**Selected excerpt**
- - - - -

Highest on Sanderson’s statistical priority list was a lozenge-shaped
area east of Miami, in the Bahamas, on the western tip of the
infamous
Bermuda Triangle. This area’s "high profile" of
strange events,
Sanderson concluded, was mostly due to the enormous flow of
air/ sea traffic in the area. Other zones of anomaly, though less
familiar, were equally rich in disappearances and space-time shift
occurrences. ...
Another area of continuing disappearances and mysterious time-warps is
the Devil’s Sea located east of Japan between Iwo
Jima and
Marcus Island. Here events have become so sinister that the
Japanese government has officially designated the area a danger
zone. Sanderson
theorized that the tremendous hot and cold currents crossing his most
active zones might create the electromagnetic gymnastics affecting
instruments and vehicles. His theory is now being balanced against
several." - -Anti-Gravity
page 35.
(The Russian theorists
credit Sanderson [see below]).

- - - - -

**What this exercise asks**
1. Answer these questions about the passage on Sanderson's zones of anomaly:
(a) What did Sanderson say was mostly responsible for the "high profile" of strange events in the area east of Miami?
(b) Between which two places is the Devil's Sea located?
(c) What step has the Japanese government taken regarding the Devil's Sea?
2. Rewrite the passage on zones of anomaly, everything from "Highest on Sanderson’s" down to "occurrences. ...", with "disappearances" replaced by "vanishings".
3. Write the next part of the passage on Sanderson's zones of anomaly, picking up from its final line.

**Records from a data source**

- - - - -

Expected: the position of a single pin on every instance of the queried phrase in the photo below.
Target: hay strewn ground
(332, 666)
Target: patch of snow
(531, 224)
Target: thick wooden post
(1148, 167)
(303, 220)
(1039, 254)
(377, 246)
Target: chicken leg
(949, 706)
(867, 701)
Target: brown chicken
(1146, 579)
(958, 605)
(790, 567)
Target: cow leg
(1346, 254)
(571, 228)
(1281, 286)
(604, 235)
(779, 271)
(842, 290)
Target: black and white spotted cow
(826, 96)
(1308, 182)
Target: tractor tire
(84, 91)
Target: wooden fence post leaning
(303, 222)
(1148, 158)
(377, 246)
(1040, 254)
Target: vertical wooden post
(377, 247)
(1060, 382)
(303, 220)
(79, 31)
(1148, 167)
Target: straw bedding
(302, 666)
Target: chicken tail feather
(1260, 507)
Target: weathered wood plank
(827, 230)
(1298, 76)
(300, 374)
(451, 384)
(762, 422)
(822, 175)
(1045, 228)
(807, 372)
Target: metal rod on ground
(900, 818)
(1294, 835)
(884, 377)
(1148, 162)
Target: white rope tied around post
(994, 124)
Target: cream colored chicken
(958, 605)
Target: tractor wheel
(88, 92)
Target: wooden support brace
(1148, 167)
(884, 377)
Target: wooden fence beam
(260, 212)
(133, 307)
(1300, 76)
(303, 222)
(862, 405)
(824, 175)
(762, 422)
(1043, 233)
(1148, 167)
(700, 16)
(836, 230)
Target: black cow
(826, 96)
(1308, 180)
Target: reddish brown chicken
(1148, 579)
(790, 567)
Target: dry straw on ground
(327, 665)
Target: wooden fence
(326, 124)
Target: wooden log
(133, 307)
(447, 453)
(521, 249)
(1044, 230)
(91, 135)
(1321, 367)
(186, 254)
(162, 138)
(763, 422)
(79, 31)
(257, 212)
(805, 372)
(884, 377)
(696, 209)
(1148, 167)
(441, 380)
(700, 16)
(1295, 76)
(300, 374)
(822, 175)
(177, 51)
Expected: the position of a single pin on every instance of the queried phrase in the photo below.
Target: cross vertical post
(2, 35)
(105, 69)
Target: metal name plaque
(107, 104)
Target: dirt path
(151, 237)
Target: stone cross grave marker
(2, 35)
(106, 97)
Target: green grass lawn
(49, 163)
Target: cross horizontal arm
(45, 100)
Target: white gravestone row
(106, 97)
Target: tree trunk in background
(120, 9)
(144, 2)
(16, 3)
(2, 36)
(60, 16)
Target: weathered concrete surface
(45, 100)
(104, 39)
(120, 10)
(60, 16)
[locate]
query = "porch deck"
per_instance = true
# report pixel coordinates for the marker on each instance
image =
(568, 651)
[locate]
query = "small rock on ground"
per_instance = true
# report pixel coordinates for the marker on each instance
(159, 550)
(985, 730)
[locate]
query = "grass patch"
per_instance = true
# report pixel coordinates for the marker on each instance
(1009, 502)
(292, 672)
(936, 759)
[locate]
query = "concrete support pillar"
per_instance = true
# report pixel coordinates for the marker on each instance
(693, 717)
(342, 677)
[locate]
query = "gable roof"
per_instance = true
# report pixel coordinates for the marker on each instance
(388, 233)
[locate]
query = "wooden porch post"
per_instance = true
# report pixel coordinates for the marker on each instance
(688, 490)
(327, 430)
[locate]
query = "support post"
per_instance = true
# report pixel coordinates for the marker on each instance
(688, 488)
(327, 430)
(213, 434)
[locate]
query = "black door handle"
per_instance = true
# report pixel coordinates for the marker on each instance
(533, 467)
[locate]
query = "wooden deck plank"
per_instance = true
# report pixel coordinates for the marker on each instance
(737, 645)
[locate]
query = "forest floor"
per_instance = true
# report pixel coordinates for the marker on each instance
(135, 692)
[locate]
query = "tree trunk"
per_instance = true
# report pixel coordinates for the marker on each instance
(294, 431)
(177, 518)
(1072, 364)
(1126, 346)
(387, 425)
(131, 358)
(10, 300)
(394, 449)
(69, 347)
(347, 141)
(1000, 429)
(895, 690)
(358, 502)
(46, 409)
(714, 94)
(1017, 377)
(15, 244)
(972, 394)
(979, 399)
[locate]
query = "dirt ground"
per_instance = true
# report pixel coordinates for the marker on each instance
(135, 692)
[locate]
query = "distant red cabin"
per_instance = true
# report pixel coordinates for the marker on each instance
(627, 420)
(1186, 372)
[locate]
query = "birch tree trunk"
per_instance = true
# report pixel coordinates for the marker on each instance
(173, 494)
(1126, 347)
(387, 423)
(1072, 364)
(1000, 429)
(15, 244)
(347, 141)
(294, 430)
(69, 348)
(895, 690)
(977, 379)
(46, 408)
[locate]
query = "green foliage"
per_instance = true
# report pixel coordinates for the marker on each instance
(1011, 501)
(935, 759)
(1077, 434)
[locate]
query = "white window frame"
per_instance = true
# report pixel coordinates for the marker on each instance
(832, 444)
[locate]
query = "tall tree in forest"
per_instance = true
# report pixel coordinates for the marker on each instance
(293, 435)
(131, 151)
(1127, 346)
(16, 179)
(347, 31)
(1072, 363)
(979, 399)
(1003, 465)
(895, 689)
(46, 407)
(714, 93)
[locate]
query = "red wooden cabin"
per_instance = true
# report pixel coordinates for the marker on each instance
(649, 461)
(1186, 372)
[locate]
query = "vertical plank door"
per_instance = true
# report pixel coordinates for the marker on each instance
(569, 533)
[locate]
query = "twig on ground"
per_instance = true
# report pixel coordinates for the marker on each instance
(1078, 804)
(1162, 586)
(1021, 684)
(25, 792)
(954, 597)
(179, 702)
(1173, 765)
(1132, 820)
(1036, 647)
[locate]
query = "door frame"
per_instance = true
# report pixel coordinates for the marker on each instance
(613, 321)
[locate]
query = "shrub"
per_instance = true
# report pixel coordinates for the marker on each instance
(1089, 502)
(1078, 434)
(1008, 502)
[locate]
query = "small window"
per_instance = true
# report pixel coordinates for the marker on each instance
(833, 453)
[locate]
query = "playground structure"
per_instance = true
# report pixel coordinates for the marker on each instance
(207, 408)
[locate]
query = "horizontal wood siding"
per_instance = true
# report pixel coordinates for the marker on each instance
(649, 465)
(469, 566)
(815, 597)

- - - - -

**Exercise responses**
1.
(a) The enormous flow of air/sea traffic in the area.
(b) Between Iwo Jima and Marcus Island, east of Japan.
(c) It has officially designated the area a danger zone.

2.
Highest on Sanderson’s statistical priority list was a lozenge-shaped
area east of Miami, in the Bahamas, on the western tip of the
infamous
Bermuda Triangle. This area’s "high profile" of
strange events,
Sanderson concluded, was mostly due to the enormous flow of
air/ sea traffic in the area. Other zones of anomaly, though less
familiar, were equally rich in vanishings and space-time shift
occurrences. ...

3.
Christopher Bird
in The Planetary Grid
[New Age Journal, May, 1975 pages 36-41] reported to America from
Russia:
"On the last day of 1973,
Komsomol's Pravda, the official newspaper for the Soviet
Union's younger generation, ran a controversial article: "Earth,
What Are You Anyway?" The story suggested that, far from being a
simple spheroid, our globe started out as a crystal with angular
dimensions. Only after millennia of motion and the actions of many
forces did this crystal round itself into a ball.
Certain Soviet scientists are now maintaining that the "boundaries" of
the former crystal now lie buried and preserved within the body of
our planet. Some of them may protrude, however imperceptibly,
through its surface in the same way that parts of the skeleton
bonily project through the taut skin of a thin or emaciated human or
animal.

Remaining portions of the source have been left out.